## Excerpt:
____
Cherry Creek Valley Rotary Club of Parker holds awards luncheon

Posted

Sam Adams, the renowned Parker-area comedian and sports journalist, told a socially distanced crowd at the Parker Arts, Culture and Events Center Oct. 28 of his greatest achievement — as a 12-year-old sousaphone player.

Adams was a talented trumpeter when his music teacher assigned him the heavy, tuba-like instrument he knew nothing about. He eventually made all-city in his hometown of Cleveland playing the sousaphone in the high school marching band.

Adams delivered the keynote address to the annual awards banquet for the Cherry Creek Valley Rotary Club of Parker Oct. 28, recognizing Parker-area residents who have made an impact in their community.

Adams encouraged his audience to think of the nomination as an award itself and urged them to see their work in the community as its own reward.
____
## Activity:
Copy the passage of the Rotary luncheon article word for word, starting with "Sam Adams, the" and going on through "12-year-old sousaphone player.".

Collected data entries:
____
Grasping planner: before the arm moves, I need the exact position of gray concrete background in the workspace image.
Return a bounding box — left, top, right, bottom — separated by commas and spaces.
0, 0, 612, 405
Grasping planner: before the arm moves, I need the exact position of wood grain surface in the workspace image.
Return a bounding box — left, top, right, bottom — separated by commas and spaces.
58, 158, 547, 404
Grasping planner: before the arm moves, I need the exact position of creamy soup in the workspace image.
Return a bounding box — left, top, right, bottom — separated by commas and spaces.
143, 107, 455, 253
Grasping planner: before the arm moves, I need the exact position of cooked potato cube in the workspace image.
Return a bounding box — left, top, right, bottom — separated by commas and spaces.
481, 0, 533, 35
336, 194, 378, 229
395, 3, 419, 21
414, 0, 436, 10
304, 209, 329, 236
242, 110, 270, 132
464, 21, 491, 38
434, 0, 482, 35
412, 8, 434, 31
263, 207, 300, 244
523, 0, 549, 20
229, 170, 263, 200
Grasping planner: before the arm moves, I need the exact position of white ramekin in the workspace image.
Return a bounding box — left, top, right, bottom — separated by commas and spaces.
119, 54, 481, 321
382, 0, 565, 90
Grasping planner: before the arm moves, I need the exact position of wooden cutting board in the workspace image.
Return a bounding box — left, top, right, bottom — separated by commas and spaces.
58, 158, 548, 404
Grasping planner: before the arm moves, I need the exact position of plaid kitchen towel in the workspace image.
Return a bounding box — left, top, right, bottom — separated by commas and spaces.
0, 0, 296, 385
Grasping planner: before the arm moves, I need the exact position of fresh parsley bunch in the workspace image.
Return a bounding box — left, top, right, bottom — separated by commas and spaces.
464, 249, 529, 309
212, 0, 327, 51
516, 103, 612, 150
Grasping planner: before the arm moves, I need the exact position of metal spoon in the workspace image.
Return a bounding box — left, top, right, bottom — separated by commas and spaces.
____
## Worked solution:
Sam Adams, the renowned Parker-area comedian and sports journalist, told a socially distanced crowd at the Parker Arts, Culture and Events Center Oct. 28 of his greatest achievement — as a 12-year-old sousaphone player.